* **DATA SUPPLIED**
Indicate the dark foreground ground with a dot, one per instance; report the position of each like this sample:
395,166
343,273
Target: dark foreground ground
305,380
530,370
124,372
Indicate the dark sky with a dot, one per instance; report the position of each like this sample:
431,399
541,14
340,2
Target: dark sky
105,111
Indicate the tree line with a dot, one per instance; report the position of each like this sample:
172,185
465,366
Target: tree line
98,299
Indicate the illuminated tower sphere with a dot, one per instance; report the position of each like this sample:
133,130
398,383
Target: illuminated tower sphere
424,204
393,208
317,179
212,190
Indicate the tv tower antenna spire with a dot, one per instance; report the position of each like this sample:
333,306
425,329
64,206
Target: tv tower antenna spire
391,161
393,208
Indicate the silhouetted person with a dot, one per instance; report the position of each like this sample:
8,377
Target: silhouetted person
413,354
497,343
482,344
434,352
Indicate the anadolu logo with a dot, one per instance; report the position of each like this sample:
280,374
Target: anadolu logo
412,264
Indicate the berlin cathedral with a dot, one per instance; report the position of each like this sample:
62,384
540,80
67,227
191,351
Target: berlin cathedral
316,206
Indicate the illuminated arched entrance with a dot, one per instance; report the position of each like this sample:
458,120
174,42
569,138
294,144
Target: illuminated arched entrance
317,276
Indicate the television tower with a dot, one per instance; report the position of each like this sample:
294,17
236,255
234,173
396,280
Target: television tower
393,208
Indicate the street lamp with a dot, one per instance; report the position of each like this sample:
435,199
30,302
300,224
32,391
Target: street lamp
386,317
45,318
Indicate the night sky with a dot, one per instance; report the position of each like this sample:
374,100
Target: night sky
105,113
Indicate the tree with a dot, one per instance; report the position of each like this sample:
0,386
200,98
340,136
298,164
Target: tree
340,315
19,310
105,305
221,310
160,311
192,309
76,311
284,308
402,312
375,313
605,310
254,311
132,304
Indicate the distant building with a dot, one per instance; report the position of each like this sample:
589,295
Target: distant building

* **PROMPT**
Rewrite all of the rows above as a numbered list with one line per item, and omit any blank lines.

* **WRITTEN SOLUTION**
1. Indicate the dark foreground ground with a dot, one per instance; report the position of each like this sample:
2. 395,166
3. 343,273
4. Target: dark foreground ground
5. 305,380
6. 530,370
7. 124,372
8. Indicate the dark sky with a dot, one per instance; report the position of each like this sample:
9. 431,399
10. 541,14
11. 340,2
12. Target: dark sky
13. 105,111
14. Indicate the tree line with a dot, one per instance; report the position of each like this sample:
15. 172,185
16. 465,366
17. Target: tree line
18. 98,299
19. Indicate the illuminated tower sphere with a dot, one per instance; report the position of each like this sample:
20. 133,130
21. 398,383
22. Target: illuminated tower sphere
23. 424,204
24. 393,208
25. 317,179
26. 212,190
27. Indicate the tv tower antenna spire with a dot, one per instance; report the position of each like this sample:
28. 333,306
29. 425,329
30. 64,206
31. Target: tv tower antenna spire
32. 391,161
33. 393,208
34. Indicate the silhouetted person with a dot, one per instance; report the position of each like this sample:
35. 8,377
36. Target: silhouetted person
37. 413,354
38. 497,343
39. 482,344
40. 434,352
41. Indicate the anadolu logo with a dot, one per instance; report the position of each like this sample:
42. 280,374
43. Target: anadolu logo
44. 412,264
45. Indicate the berlin cathedral with a dot, one per instance; report the position of each like this sample:
46. 62,384
47. 540,80
48. 67,227
49. 191,351
50. Target: berlin cathedral
51. 316,206
52. Indicate the illuminated arched entrance with a dot, one per instance; report the position of each like this sample:
53. 458,120
54. 174,42
55. 569,138
56. 294,144
57. Target: illuminated arched entrance
58. 317,276
59. Indicate the television tower with a dot, one per instance; report the position of each like this sample:
60. 294,17
61. 236,255
62. 234,173
63. 396,280
64. Target: television tower
65. 393,208
66. Indicate the street lamp with a dot, one per instance; report the position of each like this sample:
67. 435,199
68. 30,302
69. 300,224
70. 32,391
71. Target: street lamp
72. 386,317
73. 45,318
74. Indicate the night sky with a dot, one per instance; report the position of each like this sample:
75. 374,100
76. Target: night sky
77. 105,113
78. Indicate the tree with a dot, one per instance; report the position of each like this sample:
79. 0,386
80. 200,98
81. 340,136
82. 298,164
83. Target: tree
84. 340,315
85. 19,310
86. 105,305
87. 221,310
88. 160,311
89. 192,309
90. 76,311
91. 284,308
92. 402,312
93. 375,313
94. 605,310
95. 254,311
96. 132,304
97. Indicate the distant building with a dot, one per instance; report the position of each like this sample:
98. 589,295
99. Target: distant building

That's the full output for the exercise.